◆ Your goal ◆
Write out the records below word for word, please.

◆ Supplied records ◆

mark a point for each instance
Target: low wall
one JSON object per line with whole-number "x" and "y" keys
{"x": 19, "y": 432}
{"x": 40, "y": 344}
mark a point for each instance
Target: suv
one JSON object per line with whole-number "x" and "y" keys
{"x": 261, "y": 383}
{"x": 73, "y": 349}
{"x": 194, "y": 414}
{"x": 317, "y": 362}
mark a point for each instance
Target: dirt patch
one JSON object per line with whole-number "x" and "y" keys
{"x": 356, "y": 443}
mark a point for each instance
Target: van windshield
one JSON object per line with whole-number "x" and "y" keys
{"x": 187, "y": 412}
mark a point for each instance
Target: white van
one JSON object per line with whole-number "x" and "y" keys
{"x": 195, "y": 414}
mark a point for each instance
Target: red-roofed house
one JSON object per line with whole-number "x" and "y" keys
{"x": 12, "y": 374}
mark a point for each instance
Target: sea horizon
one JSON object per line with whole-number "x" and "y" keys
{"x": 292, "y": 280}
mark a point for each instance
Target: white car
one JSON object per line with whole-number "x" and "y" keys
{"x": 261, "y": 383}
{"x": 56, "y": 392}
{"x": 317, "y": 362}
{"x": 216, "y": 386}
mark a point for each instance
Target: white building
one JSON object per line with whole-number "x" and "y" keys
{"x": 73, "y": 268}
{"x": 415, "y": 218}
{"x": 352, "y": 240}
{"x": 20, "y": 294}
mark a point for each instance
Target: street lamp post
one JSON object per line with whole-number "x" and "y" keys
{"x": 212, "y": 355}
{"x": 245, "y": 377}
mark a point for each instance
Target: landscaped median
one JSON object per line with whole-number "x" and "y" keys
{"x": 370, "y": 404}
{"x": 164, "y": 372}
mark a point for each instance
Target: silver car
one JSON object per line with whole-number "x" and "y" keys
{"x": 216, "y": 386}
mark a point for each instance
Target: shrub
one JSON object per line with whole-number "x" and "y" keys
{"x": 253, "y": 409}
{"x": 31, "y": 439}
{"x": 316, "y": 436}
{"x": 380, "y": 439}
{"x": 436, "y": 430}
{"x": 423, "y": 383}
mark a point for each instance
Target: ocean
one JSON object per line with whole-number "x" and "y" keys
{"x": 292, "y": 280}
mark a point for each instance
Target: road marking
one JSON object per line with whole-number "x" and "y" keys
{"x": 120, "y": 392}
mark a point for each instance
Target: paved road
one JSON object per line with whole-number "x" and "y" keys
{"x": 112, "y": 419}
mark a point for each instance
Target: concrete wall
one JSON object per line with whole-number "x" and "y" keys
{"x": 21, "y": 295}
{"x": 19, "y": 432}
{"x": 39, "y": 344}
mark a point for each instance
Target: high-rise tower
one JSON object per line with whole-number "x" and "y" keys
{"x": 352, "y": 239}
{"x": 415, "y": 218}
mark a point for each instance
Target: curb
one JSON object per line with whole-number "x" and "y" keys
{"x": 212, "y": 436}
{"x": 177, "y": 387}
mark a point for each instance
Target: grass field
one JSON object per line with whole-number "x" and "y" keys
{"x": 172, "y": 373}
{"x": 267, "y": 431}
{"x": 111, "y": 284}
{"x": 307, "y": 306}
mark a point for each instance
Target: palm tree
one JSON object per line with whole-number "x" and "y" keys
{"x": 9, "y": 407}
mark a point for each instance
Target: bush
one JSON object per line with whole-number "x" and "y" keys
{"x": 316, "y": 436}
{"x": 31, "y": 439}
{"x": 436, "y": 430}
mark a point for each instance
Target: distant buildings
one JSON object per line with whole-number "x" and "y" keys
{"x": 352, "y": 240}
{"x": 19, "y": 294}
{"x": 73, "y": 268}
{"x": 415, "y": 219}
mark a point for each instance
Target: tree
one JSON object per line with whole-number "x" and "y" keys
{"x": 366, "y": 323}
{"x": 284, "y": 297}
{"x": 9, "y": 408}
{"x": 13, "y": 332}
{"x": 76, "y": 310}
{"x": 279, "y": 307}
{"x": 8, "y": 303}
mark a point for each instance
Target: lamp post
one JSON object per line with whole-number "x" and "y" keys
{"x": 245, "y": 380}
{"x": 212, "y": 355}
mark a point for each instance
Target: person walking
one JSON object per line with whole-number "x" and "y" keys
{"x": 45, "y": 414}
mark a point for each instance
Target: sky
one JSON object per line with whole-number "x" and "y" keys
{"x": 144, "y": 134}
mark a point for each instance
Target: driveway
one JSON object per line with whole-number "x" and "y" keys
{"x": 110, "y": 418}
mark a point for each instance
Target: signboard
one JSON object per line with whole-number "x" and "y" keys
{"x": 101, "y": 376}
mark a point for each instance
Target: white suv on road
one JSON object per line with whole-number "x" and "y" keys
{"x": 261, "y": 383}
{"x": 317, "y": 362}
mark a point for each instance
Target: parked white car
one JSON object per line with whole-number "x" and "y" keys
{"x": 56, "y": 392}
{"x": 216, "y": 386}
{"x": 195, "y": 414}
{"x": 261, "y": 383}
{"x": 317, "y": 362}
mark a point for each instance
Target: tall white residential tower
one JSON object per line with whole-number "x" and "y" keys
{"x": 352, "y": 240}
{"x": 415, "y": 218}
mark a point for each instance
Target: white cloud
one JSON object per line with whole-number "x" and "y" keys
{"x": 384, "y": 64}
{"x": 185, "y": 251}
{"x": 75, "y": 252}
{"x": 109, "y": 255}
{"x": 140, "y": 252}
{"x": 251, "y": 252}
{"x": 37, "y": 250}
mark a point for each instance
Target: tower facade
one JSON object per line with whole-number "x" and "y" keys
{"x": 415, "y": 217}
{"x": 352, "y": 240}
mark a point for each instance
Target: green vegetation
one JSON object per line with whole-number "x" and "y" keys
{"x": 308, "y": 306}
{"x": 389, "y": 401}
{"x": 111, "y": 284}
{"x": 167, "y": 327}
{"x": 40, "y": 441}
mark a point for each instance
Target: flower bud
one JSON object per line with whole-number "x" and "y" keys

◆ Result for this task ◆
mark a point for each instance
Target: low wall
one JSON object per line with whole-number "x" and "y" keys
{"x": 19, "y": 432}
{"x": 40, "y": 344}
mark a point for each instance
Target: suv
one JSON object per line with whole-number "x" and "y" keys
{"x": 261, "y": 383}
{"x": 73, "y": 349}
{"x": 194, "y": 414}
{"x": 317, "y": 362}
mark a point for each instance
Target: dirt patch
one JSON object per line with whole-number "x" and "y" keys
{"x": 356, "y": 443}
mark a point for each instance
Target: van windshield
one JSON object per line with whole-number "x" and "y" keys
{"x": 187, "y": 412}
mark a point for each instance
Target: white van
one JSON object per line with whole-number "x" and "y" keys
{"x": 195, "y": 414}
mark a point for each instance
Target: red-roofed house
one JSON object per line with whole-number "x" and "y" keys
{"x": 12, "y": 374}
mark a point for each instance
Target: sea horizon
one JSON object per line with whole-number "x" and "y" keys
{"x": 292, "y": 280}
mark a point for each instance
Target: white car
one JSON object per line with whole-number "x" and "y" keys
{"x": 261, "y": 383}
{"x": 56, "y": 392}
{"x": 317, "y": 362}
{"x": 216, "y": 386}
mark a point for each instance
Target: white building
one JSON object per line with whole-number "x" and "y" keys
{"x": 73, "y": 268}
{"x": 415, "y": 218}
{"x": 352, "y": 240}
{"x": 20, "y": 294}
mark a point for each instance
Target: street lamp post
one JSON object per line with whole-number "x" and "y" keys
{"x": 212, "y": 355}
{"x": 245, "y": 377}
mark a point for each instance
Target: landscaped median
one JSON object per line with whole-number "x" and "y" keys
{"x": 370, "y": 404}
{"x": 164, "y": 372}
mark a point for each instance
Target: silver car
one JSON object per line with whole-number "x" and "y" keys
{"x": 216, "y": 386}
mark a point for each instance
Target: shrub
one JSON object per line with whole-number "x" and "y" keys
{"x": 253, "y": 409}
{"x": 31, "y": 439}
{"x": 316, "y": 436}
{"x": 380, "y": 439}
{"x": 436, "y": 430}
{"x": 423, "y": 383}
mark a point for each instance
Target: ocean
one JSON object per line with whole-number "x" and "y" keys
{"x": 292, "y": 280}
mark a point for each instance
Target: road marking
one JSON object per line with whole-number "x" and "y" keys
{"x": 120, "y": 392}
mark a point for each instance
Target: paved road
one JSON object per line with whole-number "x" and "y" keys
{"x": 112, "y": 419}
mark a point for each instance
Target: concrete wall
one JSON object per line with whole-number "x" and "y" keys
{"x": 21, "y": 295}
{"x": 19, "y": 432}
{"x": 39, "y": 344}
mark a point for each instance
Target: high-rise tower
one JSON object per line with whole-number "x" and "y" keys
{"x": 352, "y": 239}
{"x": 415, "y": 218}
mark a point for each instance
Target: curb
one JSON object per line with whole-number "x" and "y" keys
{"x": 212, "y": 436}
{"x": 177, "y": 387}
mark a point for each instance
Target: grass field
one JSON object per line with whole-number "x" and "y" keys
{"x": 172, "y": 373}
{"x": 267, "y": 431}
{"x": 111, "y": 284}
{"x": 307, "y": 306}
mark a point for each instance
Target: palm tree
one JSON object per line with whole-number "x" and "y" keys
{"x": 9, "y": 407}
mark a point for each instance
Target: bush
one JSON object per line with whole-number "x" and "y" keys
{"x": 316, "y": 436}
{"x": 31, "y": 439}
{"x": 436, "y": 430}
mark a point for each instance
Target: distant buildings
one JSON object per line with whole-number "x" and "y" keys
{"x": 352, "y": 240}
{"x": 19, "y": 294}
{"x": 73, "y": 268}
{"x": 415, "y": 219}
mark a point for each instance
Target: tree
one JSON object per line with whole-number "x" and "y" keys
{"x": 366, "y": 323}
{"x": 284, "y": 297}
{"x": 9, "y": 408}
{"x": 13, "y": 332}
{"x": 76, "y": 310}
{"x": 279, "y": 307}
{"x": 8, "y": 303}
mark a point for each instance
Target: lamp post
one JSON object per line with whole-number "x" and "y" keys
{"x": 245, "y": 380}
{"x": 212, "y": 355}
mark a point for each instance
Target: person walking
one JSON object per line with whole-number "x" and "y" keys
{"x": 45, "y": 414}
mark a point for each instance
Target: sky
one JSON object per line with whole-number "x" and "y" keys
{"x": 144, "y": 134}
mark a point for each instance
Target: driveway
one JSON object per line with whole-number "x" and "y" keys
{"x": 110, "y": 418}
mark a point for each instance
Target: signboard
one JSON object per line with whole-number "x" and "y" keys
{"x": 101, "y": 376}
mark a point for each instance
Target: white suv on road
one JSON object per line with whole-number "x" and "y" keys
{"x": 261, "y": 383}
{"x": 317, "y": 362}
mark a point for each instance
Target: parked white car
one JSON object per line with whole-number "x" and "y" keys
{"x": 56, "y": 392}
{"x": 216, "y": 386}
{"x": 195, "y": 414}
{"x": 261, "y": 383}
{"x": 317, "y": 362}
mark a point for each instance
Target: tall white residential tower
one JSON object per line with whole-number "x" and "y" keys
{"x": 352, "y": 240}
{"x": 415, "y": 218}
mark a point for each instance
Target: white cloud
one JSON object per line with whole-number "x" and "y" keys
{"x": 384, "y": 64}
{"x": 185, "y": 251}
{"x": 75, "y": 252}
{"x": 109, "y": 255}
{"x": 140, "y": 252}
{"x": 251, "y": 252}
{"x": 37, "y": 250}
mark a point for each instance
Target: tower facade
one JSON object per line with whole-number "x" and "y" keys
{"x": 415, "y": 217}
{"x": 352, "y": 240}
mark a point for each instance
Target: green vegetation
one JSON object per line with whole-number "x" and "y" keys
{"x": 308, "y": 306}
{"x": 389, "y": 401}
{"x": 111, "y": 284}
{"x": 167, "y": 327}
{"x": 40, "y": 441}
mark a point for each instance
Target: flower bud
one JSON object per line with whole-number "x" and "y" keys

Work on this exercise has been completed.